(Dataset items)
____

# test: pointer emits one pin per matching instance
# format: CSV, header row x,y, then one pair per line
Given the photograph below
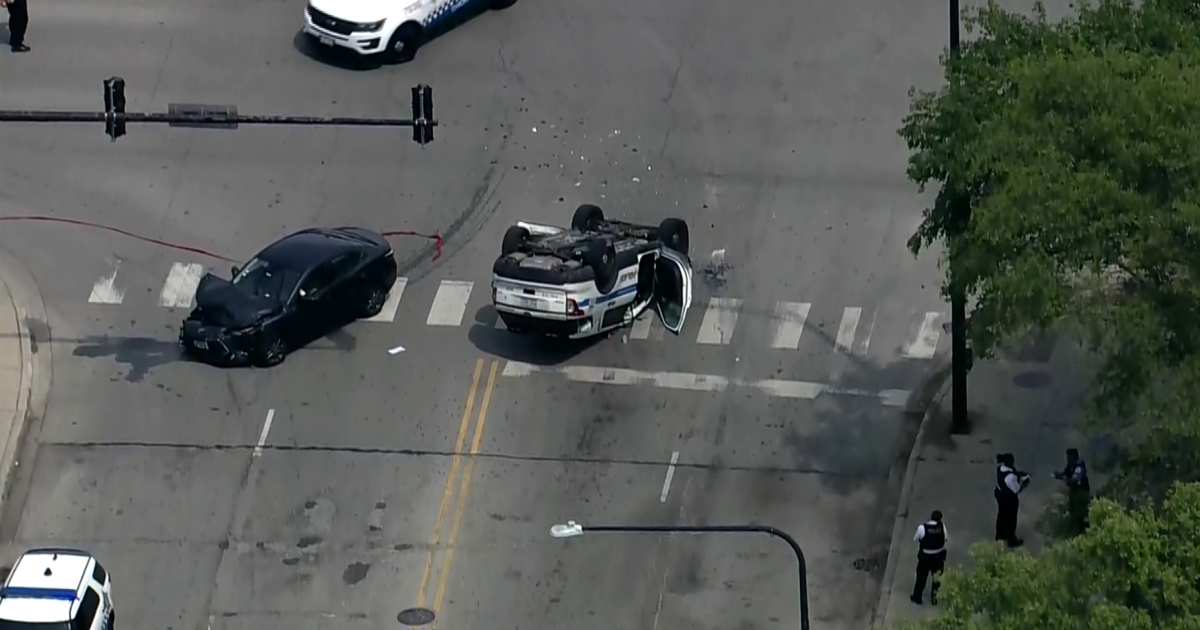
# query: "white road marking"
x,y
389,307
867,339
925,345
666,483
180,286
262,437
449,304
846,330
641,328
693,382
790,319
720,319
105,291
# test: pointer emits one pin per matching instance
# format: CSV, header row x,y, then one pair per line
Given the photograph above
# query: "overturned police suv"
x,y
589,279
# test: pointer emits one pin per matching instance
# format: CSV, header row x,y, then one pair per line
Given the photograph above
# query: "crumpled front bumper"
x,y
211,345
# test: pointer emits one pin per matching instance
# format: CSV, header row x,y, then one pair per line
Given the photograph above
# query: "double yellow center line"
x,y
463,487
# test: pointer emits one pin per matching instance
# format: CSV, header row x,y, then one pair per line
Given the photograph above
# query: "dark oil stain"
x,y
355,573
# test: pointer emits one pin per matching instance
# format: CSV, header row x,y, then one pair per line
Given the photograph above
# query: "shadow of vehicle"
x,y
343,59
498,341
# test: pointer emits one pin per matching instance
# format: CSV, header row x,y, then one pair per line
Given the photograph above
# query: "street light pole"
x,y
960,354
571,529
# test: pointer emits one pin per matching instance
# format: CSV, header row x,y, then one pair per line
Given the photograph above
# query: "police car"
x,y
57,589
593,277
393,29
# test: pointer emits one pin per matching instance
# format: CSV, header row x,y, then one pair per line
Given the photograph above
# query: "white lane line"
x,y
449,304
105,289
180,286
925,345
790,319
389,307
262,437
846,330
693,382
720,318
666,483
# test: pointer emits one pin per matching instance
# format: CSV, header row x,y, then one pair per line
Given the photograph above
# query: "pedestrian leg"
x,y
918,589
937,565
18,22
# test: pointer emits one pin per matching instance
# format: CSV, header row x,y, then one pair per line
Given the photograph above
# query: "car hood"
x,y
360,10
220,304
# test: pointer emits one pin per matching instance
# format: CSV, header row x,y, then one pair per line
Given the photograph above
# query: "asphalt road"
x,y
431,478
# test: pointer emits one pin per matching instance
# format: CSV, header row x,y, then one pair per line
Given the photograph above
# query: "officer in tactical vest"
x,y
930,539
1009,484
1079,490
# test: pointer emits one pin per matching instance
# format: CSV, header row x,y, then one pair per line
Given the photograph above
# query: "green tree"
x,y
1077,147
1133,570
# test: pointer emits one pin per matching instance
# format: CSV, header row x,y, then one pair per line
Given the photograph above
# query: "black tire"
x,y
673,233
587,217
372,301
601,257
514,238
403,43
270,349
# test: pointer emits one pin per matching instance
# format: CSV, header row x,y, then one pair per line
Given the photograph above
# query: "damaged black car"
x,y
294,291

____

CHALLENGE
Send back the data above word for word, with the pictures left out.

FINAL RESULT
# test: pointer emits one pin per matching instance
# format: CSV, header row x,y, then one pair per line
Given the photograph below
# query: "white road marking"
x,y
389,307
867,339
925,345
666,483
180,286
262,437
449,304
846,330
641,328
693,382
790,319
720,319
105,291
# test: pointer emits one pin per matching instance
# format: CSV, header row x,y, then one pair per line
Given the photograph above
# query: "overturned police suv"
x,y
589,279
# test: pointer emits one pin per matching instance
# format: CSV, header row x,y, then one pair per line
Given the photograph above
# query: "crumpled front bumper"
x,y
211,345
# test: pointer emits one pin per matching instance
# format: CSV, header row x,y, then one pair per line
Given the photograph above
# query: "double yellow center line"
x,y
463,487
# test: pointer emits one pin per matching instance
# format: CSV, header row x,y, then one pair per line
Given the photograph above
# query: "dark oil stain"
x,y
355,573
# test: pointer emits one pin per matching instance
# format: CSV, header row x,y, then one pair per line
Given the photograph above
# query: "shadow of vehicle"
x,y
343,59
498,341
# test: pointer emits one pin per matching instance
# format: CSV, header row x,y, then one pair per line
Given the photograph above
# query: "street light pole"
x,y
960,354
571,529
# test: pointer emits one pin per matching instance
# format: CSV, header row x,y, then one pair per line
Given the photograph above
# query: "police car"
x,y
57,589
593,277
393,29
# test: pointer emits one pin per matching instance
# format: CSV, header row x,y, then one pair per line
Given the photograph above
# query: "white lane line"
x,y
449,304
105,289
180,286
925,345
790,319
389,307
262,437
846,330
693,382
720,318
666,483
# test: pointer emits one pin per matching instance
# format: CSV, header row x,y, then one pair per line
Given the photograph above
# query: "pedestrian leg"
x,y
918,589
937,565
18,22
# test: pointer emits one pin per matching instance
# format: CSV, header row x,y, then one pair per line
Given the photograph above
# query: "car hood"
x,y
360,10
220,304
# test: pointer emits one pin per matching instance
# format: CSV, header row x,y, then one pair per line
Given the photograph above
# query: "asphalt road"
x,y
431,478
# test: pointer emits one pin per matching instance
# format: CSV, header row x,y, then one pair per line
Given the photograph above
# query: "officer in tactical vest"
x,y
930,539
1009,484
1079,490
# test: pointer emits one pin per matching instance
# format: CSV, header row x,y, then one pair per line
Given the photograph above
# query: "green tree"
x,y
1077,147
1133,570
# test: pointer emits one pin per matching instance
# format: CSV, header row x,y, then one pair per line
Given the photograph above
# query: "black tire"
x,y
673,233
587,217
372,301
601,257
514,238
403,43
270,349
# test: pointer emits one pin per matching instance
# format: CSV, header row x,y, then one pair per line
Given the photograph above
# query: "damaged black car"
x,y
294,291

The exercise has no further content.